-------- Given passage

I have seen beautiful floral motif molds that can make great shapes for sugar art , I wonder if that is it ? Would love to know how you made yours dcarch, does it take long ? Is there a tutorial or a video that we can look at just to get an idea ?

Thank you for sharing your pictures.

Petals.


----------



## dcarch

petalsandcoco said:


> I am curious to know to Jellly.
> 
> I have seen beautiful floral motif molds that can make great shapes for sugar art , I wonder if that is it ? Would love to know how you made yours dcarch, does it take long ? Is there a tutorial or a video that we can look at just to get an idea ?
> 
> Thank you for sharing your pictures.
> 
> Petals.


It is very difficult, requires a lot of training, practicce ----Are you sure you want to do it, are you sure you are smart enough to learn? LOL

Here you go:

food grade silicone casting rubber (ebay, amazon.com)

Mix equal parts A, and B, into mold. Wait one day. Done.

dcarch


----------



## petalsandcoco

Hey......wait a second here dcarch......what are you trying to say ????

That went way over my head , I mean, you may have to repeat it again ........ /img/vbsmilies/smilies/lol.gif /img/vbsmilies/smilies/smoking.gif cool.....dc.

Petals.

ps. project for the summer.


----------



## petemccracken

Here are some other resources for silicon mold making:

http://www.makeyourownmolds.com/
http://www.smooth-on.com/Smooth-Sil=-Plat/c1131/index.html
http://thechocolatemoldfactory.com/siliconemold.aspx
https://www.google.com/search?q=foo...s=org.mozilla:en-US:official&client=firefox-a


----------



## Iceman

I had a toy set called _*"Creepy Crawlers"*_ when I was a kid. We made all sorts of rubbery stuff with it.


----------



## jellly

Thank you so much for sharing, I can't wait to try this out.


----------



## pastrymama

If you use acetate sheets rolled into tubes and taped you can keep the panna cotta just refrigerated.  When needed, untape and roll out of the acetate onto the plate.  Unless your panna cotta is so soft it won't hold shape it should work easily.


----------



## petalsandcoco

Jellly, (scroll down)

I came across a pic today and thought of you and this thread. 

Black sesame ganache

Cherry yogurt panna cotta

Rose-Mahleb semifreddo

raspberry meringue

pink peppercorn crisp

sour cherry glass

maraschino almonds

cherry petals

cherry leaf.

When I see food created this way, it gives me sheer pleasure. Hanami in March is the place to be (bucket list)

Petals.


----------

----------------
-------- Given records

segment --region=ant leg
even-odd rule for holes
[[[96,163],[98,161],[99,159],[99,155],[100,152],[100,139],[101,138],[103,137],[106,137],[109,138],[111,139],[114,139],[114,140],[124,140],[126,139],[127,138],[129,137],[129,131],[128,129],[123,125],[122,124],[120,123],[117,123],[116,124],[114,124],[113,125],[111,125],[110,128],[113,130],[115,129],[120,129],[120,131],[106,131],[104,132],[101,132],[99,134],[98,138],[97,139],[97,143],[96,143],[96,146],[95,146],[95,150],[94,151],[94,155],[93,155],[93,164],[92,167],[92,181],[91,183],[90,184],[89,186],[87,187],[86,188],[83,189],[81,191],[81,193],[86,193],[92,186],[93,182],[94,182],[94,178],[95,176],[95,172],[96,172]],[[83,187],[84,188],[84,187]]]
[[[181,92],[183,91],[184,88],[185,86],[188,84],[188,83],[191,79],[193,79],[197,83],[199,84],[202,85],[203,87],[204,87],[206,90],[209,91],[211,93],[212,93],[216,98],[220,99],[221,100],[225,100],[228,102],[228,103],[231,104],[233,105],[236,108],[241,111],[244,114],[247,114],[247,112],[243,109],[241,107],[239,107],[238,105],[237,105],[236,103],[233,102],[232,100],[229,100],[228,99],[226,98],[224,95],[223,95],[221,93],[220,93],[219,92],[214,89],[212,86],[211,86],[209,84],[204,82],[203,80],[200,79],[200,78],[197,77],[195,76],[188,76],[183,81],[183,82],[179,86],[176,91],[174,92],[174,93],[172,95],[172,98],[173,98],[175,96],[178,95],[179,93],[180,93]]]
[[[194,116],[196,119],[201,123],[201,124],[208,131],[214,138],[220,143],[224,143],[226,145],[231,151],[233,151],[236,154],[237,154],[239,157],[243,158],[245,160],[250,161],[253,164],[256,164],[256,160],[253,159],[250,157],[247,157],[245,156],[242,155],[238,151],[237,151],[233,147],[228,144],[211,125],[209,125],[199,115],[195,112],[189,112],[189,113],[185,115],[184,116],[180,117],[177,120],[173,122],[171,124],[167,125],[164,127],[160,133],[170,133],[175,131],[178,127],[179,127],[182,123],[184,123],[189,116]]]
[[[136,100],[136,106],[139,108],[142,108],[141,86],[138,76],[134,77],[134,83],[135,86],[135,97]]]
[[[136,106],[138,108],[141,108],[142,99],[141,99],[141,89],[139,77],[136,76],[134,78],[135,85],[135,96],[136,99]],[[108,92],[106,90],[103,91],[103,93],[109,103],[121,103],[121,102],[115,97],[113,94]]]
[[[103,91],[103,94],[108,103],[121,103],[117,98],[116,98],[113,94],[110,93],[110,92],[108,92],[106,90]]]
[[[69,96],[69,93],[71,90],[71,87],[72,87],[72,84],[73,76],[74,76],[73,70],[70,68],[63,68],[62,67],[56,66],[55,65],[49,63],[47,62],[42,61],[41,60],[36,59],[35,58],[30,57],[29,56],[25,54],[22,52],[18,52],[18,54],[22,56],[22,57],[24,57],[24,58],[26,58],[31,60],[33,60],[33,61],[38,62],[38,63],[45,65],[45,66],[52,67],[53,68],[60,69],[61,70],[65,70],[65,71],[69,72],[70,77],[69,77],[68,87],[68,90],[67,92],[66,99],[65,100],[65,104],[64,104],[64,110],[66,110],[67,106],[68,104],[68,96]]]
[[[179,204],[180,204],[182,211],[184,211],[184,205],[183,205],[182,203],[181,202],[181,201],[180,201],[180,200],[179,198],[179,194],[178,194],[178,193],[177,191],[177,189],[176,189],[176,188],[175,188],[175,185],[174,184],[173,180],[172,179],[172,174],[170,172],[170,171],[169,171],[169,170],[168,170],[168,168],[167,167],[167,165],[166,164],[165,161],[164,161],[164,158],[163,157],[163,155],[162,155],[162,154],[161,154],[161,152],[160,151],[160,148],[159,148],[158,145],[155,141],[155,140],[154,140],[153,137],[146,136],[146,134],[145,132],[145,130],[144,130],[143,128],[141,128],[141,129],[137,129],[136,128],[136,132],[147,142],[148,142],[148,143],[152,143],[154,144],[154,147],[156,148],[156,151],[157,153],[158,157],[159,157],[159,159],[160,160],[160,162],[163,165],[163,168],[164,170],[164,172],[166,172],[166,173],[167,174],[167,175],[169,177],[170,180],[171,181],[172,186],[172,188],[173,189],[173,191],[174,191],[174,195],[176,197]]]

----------------

** Task list **
1 – According to the forum thread, how long should one wait after mixing equal parts A and B into the mold?
2 – Transcribe the portion of the forum thread starting at "food grade silicone" and ending at "to say ????".
The listing has no connection to the forum thread.

** Solutions to the tasks **
1 – One day.

2 –
food grade silicone casting rubber (ebay, amazon.com)

Mix equal parts A, and B, into mold. Wait one day. Done.

dcarch


----------



## petalsandcoco

Hey......wait a second here dcarch......what are you trying to say ????